# START OF MATERIAL PROVIDED

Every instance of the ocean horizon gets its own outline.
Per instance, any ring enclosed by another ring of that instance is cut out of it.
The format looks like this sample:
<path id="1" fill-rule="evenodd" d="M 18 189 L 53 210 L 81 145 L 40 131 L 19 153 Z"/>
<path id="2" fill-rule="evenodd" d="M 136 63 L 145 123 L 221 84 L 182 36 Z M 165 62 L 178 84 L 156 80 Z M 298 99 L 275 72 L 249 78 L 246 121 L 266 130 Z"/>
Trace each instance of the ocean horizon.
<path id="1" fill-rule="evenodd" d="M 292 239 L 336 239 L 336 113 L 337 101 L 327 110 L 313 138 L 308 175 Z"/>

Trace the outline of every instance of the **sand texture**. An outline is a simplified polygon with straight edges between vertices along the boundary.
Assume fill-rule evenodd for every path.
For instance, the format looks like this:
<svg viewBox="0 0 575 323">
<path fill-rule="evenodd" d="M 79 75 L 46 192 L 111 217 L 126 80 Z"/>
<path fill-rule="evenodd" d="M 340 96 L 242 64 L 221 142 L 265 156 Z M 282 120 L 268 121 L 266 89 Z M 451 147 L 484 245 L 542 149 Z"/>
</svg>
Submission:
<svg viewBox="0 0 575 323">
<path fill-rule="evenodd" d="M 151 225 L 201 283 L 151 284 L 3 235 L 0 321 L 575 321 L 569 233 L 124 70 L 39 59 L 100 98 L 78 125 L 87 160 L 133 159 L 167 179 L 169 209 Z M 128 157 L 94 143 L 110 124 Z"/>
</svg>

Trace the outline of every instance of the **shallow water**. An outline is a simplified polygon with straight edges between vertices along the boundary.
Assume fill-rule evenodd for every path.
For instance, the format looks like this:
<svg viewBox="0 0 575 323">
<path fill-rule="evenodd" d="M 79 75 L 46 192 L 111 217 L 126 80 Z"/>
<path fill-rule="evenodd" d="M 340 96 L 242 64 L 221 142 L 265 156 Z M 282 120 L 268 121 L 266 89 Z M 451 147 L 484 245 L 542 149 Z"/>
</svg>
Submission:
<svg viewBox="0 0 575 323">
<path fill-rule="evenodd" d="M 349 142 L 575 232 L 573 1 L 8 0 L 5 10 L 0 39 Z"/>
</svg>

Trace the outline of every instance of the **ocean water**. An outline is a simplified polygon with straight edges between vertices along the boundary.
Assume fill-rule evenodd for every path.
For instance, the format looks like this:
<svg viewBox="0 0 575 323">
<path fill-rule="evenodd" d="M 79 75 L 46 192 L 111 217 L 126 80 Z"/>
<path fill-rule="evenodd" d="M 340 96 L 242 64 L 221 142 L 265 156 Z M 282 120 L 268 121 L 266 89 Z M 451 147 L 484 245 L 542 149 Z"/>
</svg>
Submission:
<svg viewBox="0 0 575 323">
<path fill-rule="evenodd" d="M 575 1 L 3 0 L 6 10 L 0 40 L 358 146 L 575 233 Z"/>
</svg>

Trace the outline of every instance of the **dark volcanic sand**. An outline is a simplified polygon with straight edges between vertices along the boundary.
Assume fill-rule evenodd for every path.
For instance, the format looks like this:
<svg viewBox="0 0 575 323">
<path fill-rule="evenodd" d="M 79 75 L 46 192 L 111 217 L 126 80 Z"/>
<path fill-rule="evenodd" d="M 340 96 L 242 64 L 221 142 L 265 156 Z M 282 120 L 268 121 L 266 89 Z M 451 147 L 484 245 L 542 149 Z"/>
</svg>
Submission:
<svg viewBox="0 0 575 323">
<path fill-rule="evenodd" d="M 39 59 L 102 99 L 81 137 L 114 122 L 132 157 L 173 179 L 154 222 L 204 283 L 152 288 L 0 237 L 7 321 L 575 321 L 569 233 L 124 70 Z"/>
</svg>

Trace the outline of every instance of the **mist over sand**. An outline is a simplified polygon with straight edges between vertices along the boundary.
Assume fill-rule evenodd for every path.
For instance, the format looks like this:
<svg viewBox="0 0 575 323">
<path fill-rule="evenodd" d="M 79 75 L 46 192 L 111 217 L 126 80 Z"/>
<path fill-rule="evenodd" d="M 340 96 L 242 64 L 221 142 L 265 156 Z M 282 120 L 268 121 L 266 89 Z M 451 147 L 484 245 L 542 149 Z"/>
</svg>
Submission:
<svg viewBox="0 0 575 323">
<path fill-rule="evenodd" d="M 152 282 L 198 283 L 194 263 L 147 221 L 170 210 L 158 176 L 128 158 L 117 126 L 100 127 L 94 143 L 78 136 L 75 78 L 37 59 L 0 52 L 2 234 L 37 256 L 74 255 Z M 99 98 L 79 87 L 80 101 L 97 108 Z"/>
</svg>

# END OF MATERIAL PROVIDED

*TASK GOAL*.
Copy all of the data above line for line, keeping every character unchanged.

*WRITTEN ANSWER*.
Every instance of the ocean horizon gets its own outline.
Per instance, any ring enclosed by another ring of that instance is cut out of it.
The format looks like this sample:
<path id="1" fill-rule="evenodd" d="M 18 189 L 53 210 L 81 145 L 40 131 L 19 153 Z"/>
<path id="2" fill-rule="evenodd" d="M 136 63 L 145 123 L 221 84 L 182 36 Z M 165 62 L 178 84 L 156 80 Z M 298 99 L 275 72 L 249 78 L 246 121 L 266 130 Z"/>
Trace each instance of the ocean horizon.
<path id="1" fill-rule="evenodd" d="M 292 239 L 336 239 L 336 113 L 337 101 L 327 110 L 313 138 L 308 175 Z"/>

Trace the outline of every instance of the **sand texture**. An outline is a simplified polygon with straight edges between vertices along the boundary.
Assume fill-rule evenodd for every path.
For instance, the format looks like this:
<svg viewBox="0 0 575 323">
<path fill-rule="evenodd" d="M 79 75 L 46 192 L 111 217 L 126 80 Z"/>
<path fill-rule="evenodd" d="M 340 96 L 242 64 L 221 142 L 265 156 Z M 282 120 L 268 121 L 266 89 Z M 451 147 L 484 245 L 542 149 Z"/>
</svg>
Submission:
<svg viewBox="0 0 575 323">
<path fill-rule="evenodd" d="M 151 225 L 201 283 L 151 284 L 3 235 L 0 321 L 575 321 L 569 233 L 124 70 L 39 59 L 100 98 L 78 125 L 87 160 L 133 159 L 167 179 L 169 209 Z M 128 157 L 94 143 L 110 124 Z"/>
</svg>

Trace the outline of every instance of the **shallow water**. An outline is a simplified polygon with straight edges between vertices along the boundary.
Assume fill-rule evenodd for every path.
For instance, the format looks like this:
<svg viewBox="0 0 575 323">
<path fill-rule="evenodd" d="M 79 75 L 46 192 L 111 217 L 126 80 Z"/>
<path fill-rule="evenodd" d="M 340 96 L 242 64 L 221 142 L 265 156 Z M 282 120 L 268 121 L 266 89 Z M 451 147 L 484 245 L 542 149 Z"/>
</svg>
Submission:
<svg viewBox="0 0 575 323">
<path fill-rule="evenodd" d="M 349 142 L 575 232 L 573 1 L 8 0 L 5 10 L 0 39 Z"/>
</svg>

Trace the outline of every instance of the **ocean water**. An outline is a simplified polygon with straight edges between vertices along the boundary.
Assume fill-rule evenodd for every path.
For instance, the format looks like this:
<svg viewBox="0 0 575 323">
<path fill-rule="evenodd" d="M 79 75 L 46 192 L 111 217 L 126 80 Z"/>
<path fill-rule="evenodd" d="M 340 96 L 242 64 L 221 142 L 265 156 Z M 282 120 L 268 121 L 266 89 Z M 451 147 L 484 245 L 542 149 Z"/>
</svg>
Submission:
<svg viewBox="0 0 575 323">
<path fill-rule="evenodd" d="M 575 1 L 3 0 L 6 10 L 0 40 L 358 146 L 575 233 Z"/>
</svg>

Trace the outline of every instance of the **dark volcanic sand**. An outline is a simplified polygon with straight edges between vertices along the boundary.
Assume fill-rule evenodd for every path.
For instance, the format looks like this:
<svg viewBox="0 0 575 323">
<path fill-rule="evenodd" d="M 79 75 L 46 192 L 111 217 L 126 80 Z"/>
<path fill-rule="evenodd" d="M 340 96 L 242 64 L 221 142 L 265 156 Z M 282 120 L 268 121 L 266 89 Z M 451 147 L 484 245 L 542 149 Z"/>
</svg>
Submission:
<svg viewBox="0 0 575 323">
<path fill-rule="evenodd" d="M 39 59 L 102 99 L 81 137 L 114 122 L 132 157 L 173 179 L 154 222 L 204 283 L 152 288 L 0 237 L 7 321 L 575 321 L 569 233 L 124 70 Z"/>
</svg>

Trace the outline of every instance of the **mist over sand**. An outline is a simplified polygon with straight edges between vertices along the boundary.
Assume fill-rule evenodd for every path.
For instance, the format looks like this:
<svg viewBox="0 0 575 323">
<path fill-rule="evenodd" d="M 79 75 L 46 192 L 111 217 L 126 80 Z"/>
<path fill-rule="evenodd" d="M 340 96 L 242 64 L 221 142 L 265 156 Z M 282 120 L 268 121 L 266 89 Z M 451 147 L 484 245 L 542 149 Z"/>
</svg>
Submission:
<svg viewBox="0 0 575 323">
<path fill-rule="evenodd" d="M 152 282 L 198 283 L 194 263 L 147 221 L 170 210 L 158 176 L 128 158 L 117 126 L 100 127 L 94 143 L 78 136 L 75 78 L 37 59 L 0 52 L 2 234 L 37 256 L 74 255 Z M 99 98 L 79 87 L 80 101 L 97 108 Z"/>
</svg>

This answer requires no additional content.